- [Problem description]
Exactly the lines below from the one with "Target: girl's white dress" up to and including the one with "Where can the baby's" make up the answer, with nothing else added.

- [Records for the task]
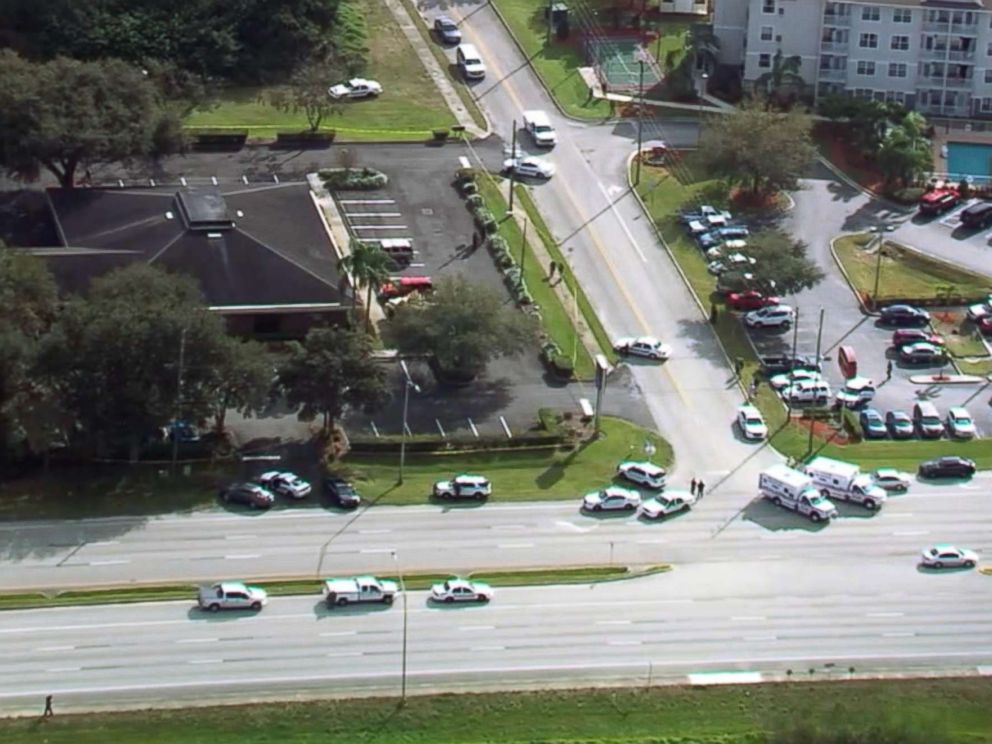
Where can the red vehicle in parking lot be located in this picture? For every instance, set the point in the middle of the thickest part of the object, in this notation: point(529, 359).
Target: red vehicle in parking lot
point(939, 200)
point(750, 299)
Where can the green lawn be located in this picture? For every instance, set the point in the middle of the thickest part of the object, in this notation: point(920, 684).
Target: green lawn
point(905, 274)
point(664, 194)
point(556, 62)
point(556, 320)
point(409, 107)
point(516, 476)
point(939, 711)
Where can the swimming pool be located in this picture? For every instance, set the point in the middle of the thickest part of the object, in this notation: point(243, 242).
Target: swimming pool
point(969, 159)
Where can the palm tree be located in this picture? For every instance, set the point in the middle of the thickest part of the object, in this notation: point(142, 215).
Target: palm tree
point(783, 75)
point(369, 266)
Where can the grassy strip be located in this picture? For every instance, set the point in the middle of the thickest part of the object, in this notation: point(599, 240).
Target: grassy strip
point(555, 62)
point(941, 711)
point(450, 69)
point(516, 476)
point(905, 273)
point(408, 109)
point(664, 194)
point(555, 319)
point(554, 250)
point(165, 593)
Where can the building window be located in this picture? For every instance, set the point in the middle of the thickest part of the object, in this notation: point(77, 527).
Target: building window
point(868, 41)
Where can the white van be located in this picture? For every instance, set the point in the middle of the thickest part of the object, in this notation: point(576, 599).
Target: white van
point(470, 62)
point(539, 126)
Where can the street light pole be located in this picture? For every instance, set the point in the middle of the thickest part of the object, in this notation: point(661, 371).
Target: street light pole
point(407, 384)
point(399, 572)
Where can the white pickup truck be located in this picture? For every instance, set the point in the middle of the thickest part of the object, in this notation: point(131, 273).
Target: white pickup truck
point(791, 489)
point(357, 590)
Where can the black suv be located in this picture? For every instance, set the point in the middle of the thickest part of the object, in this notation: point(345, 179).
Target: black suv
point(977, 215)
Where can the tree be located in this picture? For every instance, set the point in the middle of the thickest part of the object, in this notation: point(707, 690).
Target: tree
point(64, 115)
point(765, 151)
point(782, 265)
point(782, 78)
point(331, 369)
point(307, 91)
point(139, 349)
point(369, 266)
point(461, 325)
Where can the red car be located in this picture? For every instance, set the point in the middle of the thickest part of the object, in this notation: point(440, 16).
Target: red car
point(939, 200)
point(750, 300)
point(915, 335)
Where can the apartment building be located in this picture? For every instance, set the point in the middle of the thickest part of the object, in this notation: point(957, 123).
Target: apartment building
point(933, 55)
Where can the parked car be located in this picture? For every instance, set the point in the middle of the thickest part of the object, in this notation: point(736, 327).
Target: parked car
point(751, 423)
point(529, 167)
point(461, 590)
point(776, 364)
point(872, 424)
point(355, 88)
point(750, 299)
point(904, 315)
point(856, 391)
point(899, 424)
point(948, 556)
point(645, 346)
point(663, 505)
point(977, 215)
point(905, 336)
point(447, 30)
point(611, 498)
point(922, 353)
point(960, 424)
point(775, 316)
point(949, 466)
point(463, 486)
point(231, 595)
point(342, 492)
point(939, 200)
point(248, 494)
point(285, 484)
point(891, 479)
point(645, 474)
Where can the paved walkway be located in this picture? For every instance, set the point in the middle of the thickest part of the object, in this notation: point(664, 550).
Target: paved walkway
point(441, 80)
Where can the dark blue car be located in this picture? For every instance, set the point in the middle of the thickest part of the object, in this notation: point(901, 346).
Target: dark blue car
point(872, 424)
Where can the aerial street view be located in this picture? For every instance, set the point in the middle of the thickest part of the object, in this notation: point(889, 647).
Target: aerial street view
point(496, 370)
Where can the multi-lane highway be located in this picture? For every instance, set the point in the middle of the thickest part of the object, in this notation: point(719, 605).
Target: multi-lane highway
point(753, 619)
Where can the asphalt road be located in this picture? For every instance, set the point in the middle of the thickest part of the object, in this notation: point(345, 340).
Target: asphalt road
point(314, 542)
point(700, 620)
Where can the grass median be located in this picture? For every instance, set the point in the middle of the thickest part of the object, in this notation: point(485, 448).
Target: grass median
point(409, 108)
point(413, 582)
point(937, 711)
point(663, 194)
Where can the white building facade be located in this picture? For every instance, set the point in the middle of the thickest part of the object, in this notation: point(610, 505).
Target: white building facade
point(933, 55)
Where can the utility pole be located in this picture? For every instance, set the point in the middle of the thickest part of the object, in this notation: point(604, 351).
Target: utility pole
point(640, 122)
point(819, 338)
point(513, 156)
point(174, 430)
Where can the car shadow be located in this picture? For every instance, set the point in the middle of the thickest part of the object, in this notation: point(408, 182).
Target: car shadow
point(765, 514)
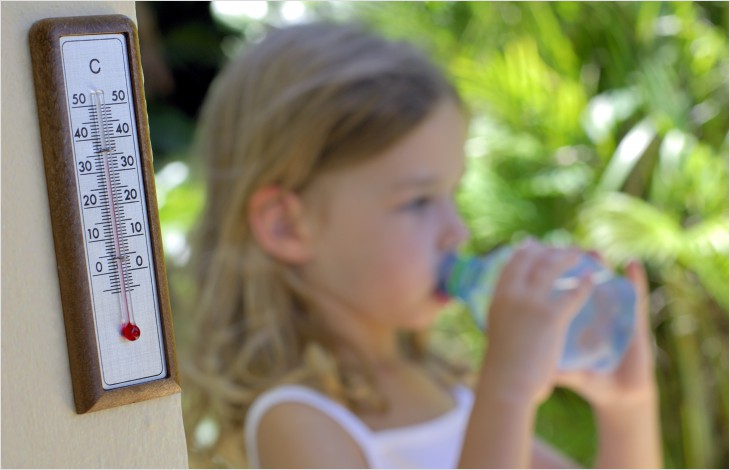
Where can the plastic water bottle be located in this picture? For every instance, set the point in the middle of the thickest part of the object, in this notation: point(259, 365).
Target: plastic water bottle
point(598, 335)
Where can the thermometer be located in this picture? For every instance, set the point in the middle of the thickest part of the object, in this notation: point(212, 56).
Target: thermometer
point(103, 210)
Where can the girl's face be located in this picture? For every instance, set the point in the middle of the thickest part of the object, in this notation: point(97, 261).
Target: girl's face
point(379, 229)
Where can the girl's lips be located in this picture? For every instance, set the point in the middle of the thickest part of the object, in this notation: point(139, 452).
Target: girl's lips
point(441, 297)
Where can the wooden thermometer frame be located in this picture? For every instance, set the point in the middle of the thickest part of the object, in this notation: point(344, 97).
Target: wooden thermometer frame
point(68, 237)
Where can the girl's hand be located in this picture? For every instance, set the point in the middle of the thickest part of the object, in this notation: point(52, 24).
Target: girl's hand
point(527, 323)
point(633, 380)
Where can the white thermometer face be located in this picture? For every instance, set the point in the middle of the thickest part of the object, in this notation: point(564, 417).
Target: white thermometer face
point(111, 198)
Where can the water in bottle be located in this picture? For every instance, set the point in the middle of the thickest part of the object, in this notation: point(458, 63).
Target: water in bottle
point(598, 335)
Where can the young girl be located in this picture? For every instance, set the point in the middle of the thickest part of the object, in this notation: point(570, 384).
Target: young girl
point(332, 157)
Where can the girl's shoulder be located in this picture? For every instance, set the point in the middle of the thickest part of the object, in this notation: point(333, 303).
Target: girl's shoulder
point(375, 448)
point(284, 410)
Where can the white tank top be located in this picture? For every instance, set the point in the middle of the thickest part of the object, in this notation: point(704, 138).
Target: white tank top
point(433, 444)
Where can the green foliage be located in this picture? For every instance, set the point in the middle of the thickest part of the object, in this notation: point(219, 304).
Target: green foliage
point(602, 124)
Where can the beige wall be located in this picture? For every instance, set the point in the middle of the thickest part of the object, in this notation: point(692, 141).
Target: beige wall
point(39, 425)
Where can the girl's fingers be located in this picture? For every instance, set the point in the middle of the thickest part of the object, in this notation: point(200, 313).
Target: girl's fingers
point(550, 266)
point(520, 262)
point(573, 300)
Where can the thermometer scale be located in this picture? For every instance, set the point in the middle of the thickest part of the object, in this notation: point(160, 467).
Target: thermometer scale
point(103, 210)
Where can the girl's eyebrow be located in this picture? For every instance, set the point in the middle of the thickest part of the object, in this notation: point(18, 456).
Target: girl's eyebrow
point(415, 181)
point(419, 181)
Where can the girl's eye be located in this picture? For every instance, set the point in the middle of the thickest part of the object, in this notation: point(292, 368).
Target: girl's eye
point(418, 203)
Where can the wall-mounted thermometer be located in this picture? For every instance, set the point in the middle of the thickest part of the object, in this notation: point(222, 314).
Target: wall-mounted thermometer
point(98, 161)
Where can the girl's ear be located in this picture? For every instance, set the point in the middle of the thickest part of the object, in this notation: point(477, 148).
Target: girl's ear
point(276, 219)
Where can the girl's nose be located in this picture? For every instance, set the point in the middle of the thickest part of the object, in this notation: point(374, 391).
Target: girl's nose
point(455, 231)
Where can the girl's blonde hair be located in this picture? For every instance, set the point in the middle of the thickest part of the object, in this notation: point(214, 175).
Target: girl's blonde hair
point(305, 100)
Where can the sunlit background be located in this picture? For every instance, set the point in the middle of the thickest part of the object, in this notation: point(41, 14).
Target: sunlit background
point(602, 124)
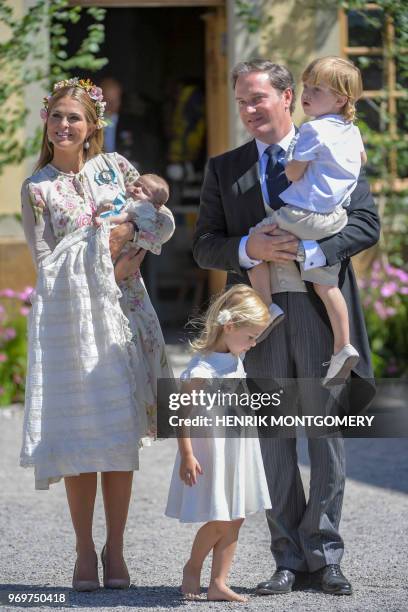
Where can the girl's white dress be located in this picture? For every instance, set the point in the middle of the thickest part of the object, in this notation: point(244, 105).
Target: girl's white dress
point(233, 483)
point(95, 349)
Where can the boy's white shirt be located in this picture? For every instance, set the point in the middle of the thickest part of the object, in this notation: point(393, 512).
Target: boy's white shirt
point(314, 256)
point(333, 147)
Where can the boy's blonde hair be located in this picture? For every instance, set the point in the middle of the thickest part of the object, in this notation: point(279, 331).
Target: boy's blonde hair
point(340, 75)
point(245, 307)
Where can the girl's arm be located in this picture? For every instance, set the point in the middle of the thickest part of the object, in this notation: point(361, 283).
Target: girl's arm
point(189, 466)
point(295, 169)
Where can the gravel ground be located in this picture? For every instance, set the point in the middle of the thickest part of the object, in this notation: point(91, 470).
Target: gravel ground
point(37, 543)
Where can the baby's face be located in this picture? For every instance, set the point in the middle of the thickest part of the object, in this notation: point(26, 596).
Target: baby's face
point(144, 189)
point(148, 189)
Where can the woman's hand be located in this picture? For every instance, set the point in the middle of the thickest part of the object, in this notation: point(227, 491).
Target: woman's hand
point(189, 469)
point(128, 263)
point(119, 236)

- [Exercise answer]
Target: girl's white dress
point(233, 483)
point(95, 349)
Where can the boy's white shirt be located in this picture? For every instance, set the point in the middle of the thickest part of the object, in this notation: point(393, 512).
Target: boy's white shirt
point(314, 256)
point(333, 147)
Where can the boy's blonde hair be located in this picture? For every instance, set the point in the middle of the thickest part of the object, in this notation: point(279, 331).
Target: boy's blonde hair
point(340, 75)
point(245, 307)
Where can the girl's arm be located in this picture? For every instance, set the point in the middle of the thickest part of the object, in this notation: point(361, 283).
Target: girl's arm
point(189, 466)
point(295, 169)
Where can the gravel ground be located in this picture? For every instance, set the point in the middle of the thickest part of the object, in this notation: point(91, 470).
Target: gravel ground
point(37, 543)
Where can the baby's face be located in this picture? For every instance, set the point in the middle of the thickest part of the object, in this notation: point(26, 596).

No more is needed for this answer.